*Exercise A:* How would you restate the paragraph beginning "When parsing many programs" in the bug report more briefly while keeping its main facts?
*Exercise B:* Can you carry the bug report on the GC overhead error forward from its last line?

#171 GC overhead limit exceeded in Task Engine (project Spoofax on YellowGrass.org)

When parsing many programs per second, via the Java API, we run into the following error:

java.lang.OutOfMemoryError: GC overhead limit exceeded
at java.util.HashMap.resize(HashMap.java:703)
at java.util.HashMap.putVal(HashMap.java:628)
at java.util.HashMap.put(HashMap.java:611)
at com.google.common.collect.AbstractMapBasedMultimap$WrappedCollection.addToMap(AbstractMapBasedMultimap.java:417)
at com.google.common.collect.AbstractMapBasedMultimap$WrappedCollection.addAll(AbstractMapBasedMultimap.java:538)
at com.google.common.collect.AbstractMultimap.putAll(AbstractMultimap.java:80)
at com.google.common.collect.ArrayListMultimap.putAll(ArrayListMultimap.java:66)
at org.metaborg.runtime.task.TaskInsertion.createResultMapping(TaskInsertion.java:205)
at org.metaborg.runtime.task.TaskInsertion.getResultsOf(TaskInsertion.java:235)
at org.metaborg.runtime.task.TaskInsertion.createResultMapping(TaskInsertion.java:198)
at org.metaborg.runtime.task.TaskInsertion.insertResultCombinations(TaskInsertion.java:175)
at org.metaborg.runtime.task.TaskInsertion.taskCombinations(TaskInsertion.java:127)
at org.metaborg.runtime.task.evaluation.BaseTaskEvaluator.evaluate(BaseTaskEvaluator.java:40)
at org.metaborg.runtime.task.evaluation.TaskEvaluationQueue.evaluateQueuedTasks(TaskEvaluationQueue.java:318)
at org.metaborg.runtime.task.evaluation.TaskEvaluationQueue.evaluate(TaskEvaluationQueue.java:182)
at org.metaborg.runtime.task.engine.TaskEngine.evaluateScheduled(TaskEngine.java:279)
at org.metaborg.runtime.task.primitives.task_api_evaluate_scheduled_3_0.call(task_api_evaluate_scheduled_3_0.java:21)
at org.metaborg.runtime.task.primitives.TaskEnginePrimitive.call(TaskEnginePrimitive.java:27)

*Given information:*
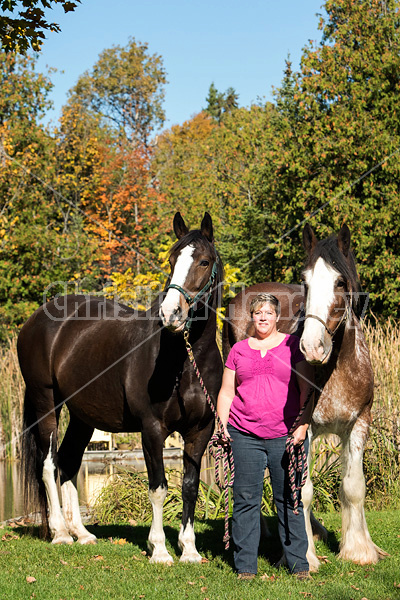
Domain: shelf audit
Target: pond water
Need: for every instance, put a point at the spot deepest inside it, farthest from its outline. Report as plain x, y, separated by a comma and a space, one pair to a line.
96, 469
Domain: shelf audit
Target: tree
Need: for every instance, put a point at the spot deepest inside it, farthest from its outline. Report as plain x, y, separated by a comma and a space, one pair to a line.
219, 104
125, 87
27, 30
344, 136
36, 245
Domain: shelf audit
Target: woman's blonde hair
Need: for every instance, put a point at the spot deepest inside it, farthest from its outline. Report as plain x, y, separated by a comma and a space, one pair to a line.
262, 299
...
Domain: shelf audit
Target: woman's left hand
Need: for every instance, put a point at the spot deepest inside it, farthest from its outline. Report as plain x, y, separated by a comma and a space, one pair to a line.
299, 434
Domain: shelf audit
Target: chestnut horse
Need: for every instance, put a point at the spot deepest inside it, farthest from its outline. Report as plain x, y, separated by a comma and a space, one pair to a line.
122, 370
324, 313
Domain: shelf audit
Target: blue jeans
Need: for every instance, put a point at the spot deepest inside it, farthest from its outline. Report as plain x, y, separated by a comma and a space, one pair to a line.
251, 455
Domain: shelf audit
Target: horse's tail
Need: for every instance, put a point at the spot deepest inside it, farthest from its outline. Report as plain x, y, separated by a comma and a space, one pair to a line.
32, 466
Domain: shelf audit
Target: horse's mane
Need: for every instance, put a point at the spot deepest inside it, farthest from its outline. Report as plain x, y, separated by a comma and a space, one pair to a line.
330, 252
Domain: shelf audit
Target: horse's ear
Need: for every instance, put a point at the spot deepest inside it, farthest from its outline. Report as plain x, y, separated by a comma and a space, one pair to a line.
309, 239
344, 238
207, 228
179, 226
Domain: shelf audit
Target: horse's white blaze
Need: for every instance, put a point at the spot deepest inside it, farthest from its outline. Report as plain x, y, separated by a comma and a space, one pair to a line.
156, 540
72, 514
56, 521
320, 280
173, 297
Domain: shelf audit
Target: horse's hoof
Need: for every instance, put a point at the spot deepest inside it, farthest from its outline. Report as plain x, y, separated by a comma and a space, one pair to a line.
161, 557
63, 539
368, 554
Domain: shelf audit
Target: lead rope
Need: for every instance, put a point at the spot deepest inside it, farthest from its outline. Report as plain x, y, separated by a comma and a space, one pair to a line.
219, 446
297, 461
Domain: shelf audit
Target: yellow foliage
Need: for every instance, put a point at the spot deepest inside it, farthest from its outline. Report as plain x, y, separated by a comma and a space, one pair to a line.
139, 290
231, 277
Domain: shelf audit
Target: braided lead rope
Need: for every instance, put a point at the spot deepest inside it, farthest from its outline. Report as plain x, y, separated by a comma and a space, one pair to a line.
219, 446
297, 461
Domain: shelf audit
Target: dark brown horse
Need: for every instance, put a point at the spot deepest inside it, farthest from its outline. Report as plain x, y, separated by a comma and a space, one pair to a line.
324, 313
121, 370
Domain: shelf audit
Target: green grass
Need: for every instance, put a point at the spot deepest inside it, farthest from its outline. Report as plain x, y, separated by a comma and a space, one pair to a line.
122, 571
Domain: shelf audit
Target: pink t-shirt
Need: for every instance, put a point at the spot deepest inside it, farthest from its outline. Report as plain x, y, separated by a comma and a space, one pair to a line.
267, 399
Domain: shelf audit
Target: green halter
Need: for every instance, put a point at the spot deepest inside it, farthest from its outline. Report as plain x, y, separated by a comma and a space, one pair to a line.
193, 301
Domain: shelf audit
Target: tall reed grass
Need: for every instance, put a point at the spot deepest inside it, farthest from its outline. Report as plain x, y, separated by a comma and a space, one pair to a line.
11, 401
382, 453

*Exercise result A:* Parsing many programs per second through the Java API produces this error:

*Exercise result B:*
at org.strategoxt.lang.Context.invokePrimitive(Context.java:227)
at org.strategoxt.lang.Context.invokePrimitive(Context.java:216)
at pgqllang.trans.task_api_evaluate_scheduled_3_0.invoke(task_api_evaluate_scheduled_3_0.java:28)
at pgqllang.trans.task_evaluate_scheduled_0_0.invoke(task_evaluate_scheduled_0_0.java:29)
at pgqllang.trans.lifted266.invoke(lifted266.java:32)
at pgqllang.trans.measure_time_2_0.invoke(measure_time_2_0.java:39)
at pgqllang.trans.analyze_all_no_builtins_4_1.invoke(analyze_all_no_builtins_4_1.java:143)
at pgqllang.trans.analyze_all_4_1.invoke(analyze_all_4_1.java:34)
at pgqllang.trans.analyze_all_3_1.invoke(analyze_all_3_1.java:29)
at pgqllang.trans.editor_analyze_0_0.invoke(editor_analyze_0_0.java:34)
at org.strategoxt.lang.Strategy.invokeDynamic(Strategy.java:30)
at org.strategoxt.lang.InteropSDefT.evaluate(InteropSDefT.java:192)
at org.strategoxt.lang.InteropSDefT.evaluate(InteropSDefT.java:183)
at org.strategoxt.lang.InteropSDefT$StrategyBody.evaluate(InteropSDefT.java:245)

Is there any way we can disable this cache or clean it up after parsing a program?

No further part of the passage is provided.